(Beginning of Page text)

Your genes are made of DNA. This DNA provides instructions, which determines traits like your hair color and blood type.

There are different versions of genes. Each version is called an allele. For every gene, you inherit two alleles: one from your biological father and one from your biological mother. Together, these alleles are called a genotype.

If the two versions are different, you have a heterozygous genotype for that gene. For example, being heterozygous for hair color could mean you have one allele for red hair and one allele for brown hair.

The relationship between the two alleles affects which traits are expressed. It also determines what characteristics you’re a carrier for.

Let’s explore what it means to be heterozygous and the role it plays in your genetic makeup.

A homozygous genotype is the opposite of a heterozygous genotype.

If you’re homozygous for a particular gene, you inherited two of the same alleles. It means your biological parents contributed identical variants.

In this scenario, you may have two normal alleles or two mutated alleles. Mutated alleles can result in a disease and will be discussed later. This also affects which characteristics appear.

(End of Page text)
(Beginning of Listed records)

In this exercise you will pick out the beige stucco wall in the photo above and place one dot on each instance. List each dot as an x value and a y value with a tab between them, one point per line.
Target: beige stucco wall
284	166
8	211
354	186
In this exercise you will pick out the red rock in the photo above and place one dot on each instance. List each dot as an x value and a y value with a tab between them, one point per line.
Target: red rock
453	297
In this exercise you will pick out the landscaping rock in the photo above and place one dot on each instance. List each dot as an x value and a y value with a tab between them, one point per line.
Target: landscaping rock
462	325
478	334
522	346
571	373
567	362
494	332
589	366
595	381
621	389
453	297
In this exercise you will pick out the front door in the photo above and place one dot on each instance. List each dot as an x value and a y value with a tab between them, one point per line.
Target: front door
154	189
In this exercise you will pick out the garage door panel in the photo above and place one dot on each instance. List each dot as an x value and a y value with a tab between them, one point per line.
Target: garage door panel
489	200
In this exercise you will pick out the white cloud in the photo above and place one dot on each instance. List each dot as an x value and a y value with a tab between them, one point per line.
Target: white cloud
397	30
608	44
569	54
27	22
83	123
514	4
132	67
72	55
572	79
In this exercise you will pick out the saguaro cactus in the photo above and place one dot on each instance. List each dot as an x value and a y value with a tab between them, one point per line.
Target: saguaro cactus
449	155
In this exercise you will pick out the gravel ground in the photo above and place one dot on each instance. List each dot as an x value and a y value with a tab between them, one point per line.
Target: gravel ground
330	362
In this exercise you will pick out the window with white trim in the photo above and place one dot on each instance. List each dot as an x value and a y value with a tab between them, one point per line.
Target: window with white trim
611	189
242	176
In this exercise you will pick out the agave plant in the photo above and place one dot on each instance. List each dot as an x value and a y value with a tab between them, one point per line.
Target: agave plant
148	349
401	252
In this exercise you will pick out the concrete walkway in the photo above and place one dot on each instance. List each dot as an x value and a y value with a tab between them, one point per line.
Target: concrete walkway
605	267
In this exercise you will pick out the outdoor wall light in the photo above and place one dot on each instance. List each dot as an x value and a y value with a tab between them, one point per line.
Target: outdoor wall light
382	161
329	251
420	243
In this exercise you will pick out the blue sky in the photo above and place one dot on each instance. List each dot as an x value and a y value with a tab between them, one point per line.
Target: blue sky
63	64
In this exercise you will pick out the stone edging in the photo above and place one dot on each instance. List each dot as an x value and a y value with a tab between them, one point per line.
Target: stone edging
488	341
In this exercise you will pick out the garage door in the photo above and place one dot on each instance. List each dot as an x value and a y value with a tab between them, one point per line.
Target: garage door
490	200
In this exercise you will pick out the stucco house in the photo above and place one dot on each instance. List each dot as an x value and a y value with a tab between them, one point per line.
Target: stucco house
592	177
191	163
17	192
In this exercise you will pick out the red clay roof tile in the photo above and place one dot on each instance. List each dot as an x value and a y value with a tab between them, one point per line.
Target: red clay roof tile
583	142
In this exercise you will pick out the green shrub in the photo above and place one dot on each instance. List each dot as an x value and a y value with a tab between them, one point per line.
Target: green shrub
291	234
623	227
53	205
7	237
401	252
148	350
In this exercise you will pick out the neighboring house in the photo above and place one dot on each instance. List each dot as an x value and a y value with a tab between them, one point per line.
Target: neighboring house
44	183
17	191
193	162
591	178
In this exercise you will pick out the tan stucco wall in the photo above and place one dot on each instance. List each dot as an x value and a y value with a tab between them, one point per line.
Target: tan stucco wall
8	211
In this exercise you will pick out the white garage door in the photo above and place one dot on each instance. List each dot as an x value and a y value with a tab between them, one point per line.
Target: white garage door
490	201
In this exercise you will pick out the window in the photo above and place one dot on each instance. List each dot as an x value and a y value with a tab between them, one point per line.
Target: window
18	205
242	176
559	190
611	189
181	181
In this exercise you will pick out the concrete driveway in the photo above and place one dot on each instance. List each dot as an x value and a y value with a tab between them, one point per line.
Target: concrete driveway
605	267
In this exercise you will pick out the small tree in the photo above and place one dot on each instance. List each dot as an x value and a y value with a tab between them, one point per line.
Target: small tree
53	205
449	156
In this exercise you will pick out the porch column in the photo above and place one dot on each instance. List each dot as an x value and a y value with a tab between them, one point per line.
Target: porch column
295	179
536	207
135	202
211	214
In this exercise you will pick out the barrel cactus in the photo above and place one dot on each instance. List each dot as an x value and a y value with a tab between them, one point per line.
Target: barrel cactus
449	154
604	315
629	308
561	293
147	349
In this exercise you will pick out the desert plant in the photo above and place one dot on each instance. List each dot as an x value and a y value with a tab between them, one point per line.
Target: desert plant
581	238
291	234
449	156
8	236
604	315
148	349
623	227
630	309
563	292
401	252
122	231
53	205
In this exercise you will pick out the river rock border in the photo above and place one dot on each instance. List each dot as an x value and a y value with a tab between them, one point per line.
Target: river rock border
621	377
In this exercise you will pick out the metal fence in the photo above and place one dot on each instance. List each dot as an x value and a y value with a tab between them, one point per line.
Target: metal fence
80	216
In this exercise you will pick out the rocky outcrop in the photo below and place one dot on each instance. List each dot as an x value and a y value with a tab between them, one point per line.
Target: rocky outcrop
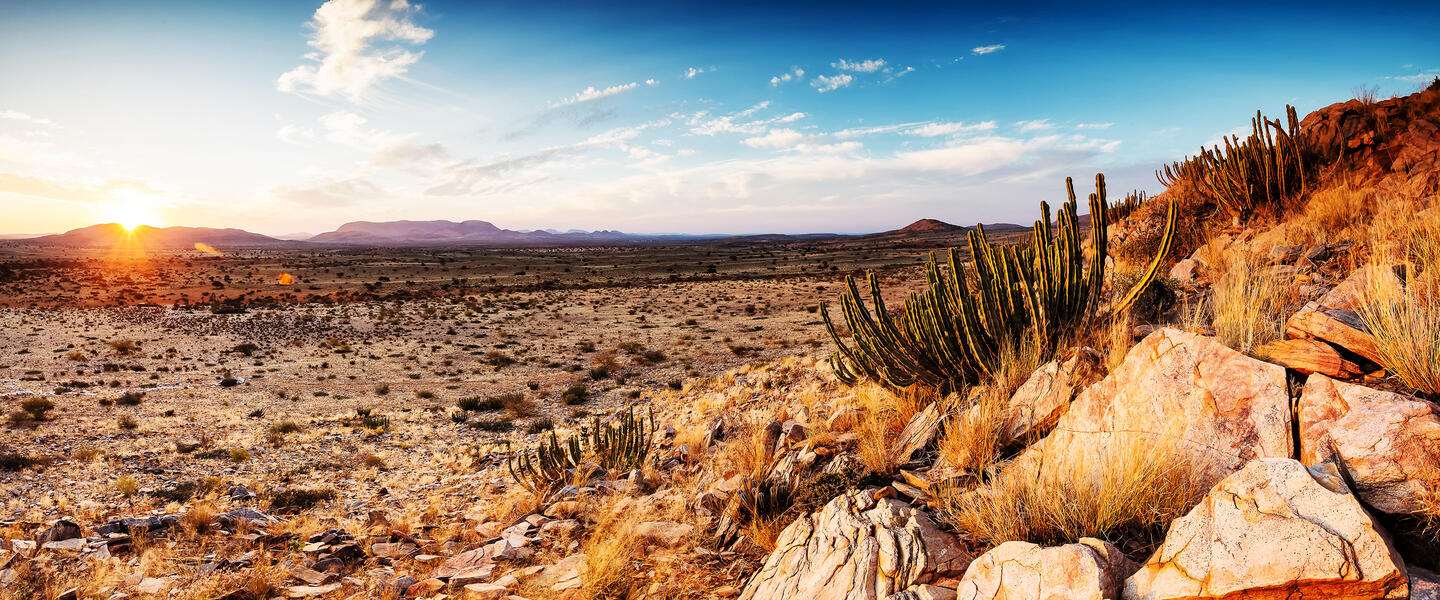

(End of Listed records)

[Your objective] Continue the explanation of heterozygous and homozygous genotypes, picking up after its last sentence.

[Response]
In a heterozygous genotype, the two different alleles interact with each other. This determines how their traits are expressed.

Commonly, this interaction is based on dominance. The allele that’s expressed more strongly is called “dominant,” while the other is called “recessive.” This recessive allele is masked by the dominant one.

Depending on how the dominant and recessive genes interact, a heterozygous genotype might involve:

Complete dominance

In complete dominance, the dominant allele completely covers up the recessive one. The recessive allele isn’t expressed at all.

One example is eye color, which is controlled by several genes. The allele for brown eyes is dominant to the one for blue eyes. If you have one of each, you’ll have brown eyes.

However, you still have the recessive allele for blue eyes. If you reproduce with someone who has the same allele, it’s possible that your child will have blue eyes.

Incomplete dominance

Incomplete dominance occurs when the dominant allele doesn’t overrule the recessive one. Instead, they blend together, which creates a third trait.

This type of dominance is often seen in hair texture. If you have one allele for curly hair and one for straight hair, you’ll have wavy hair. The waviness is a combination of curly and straight hair.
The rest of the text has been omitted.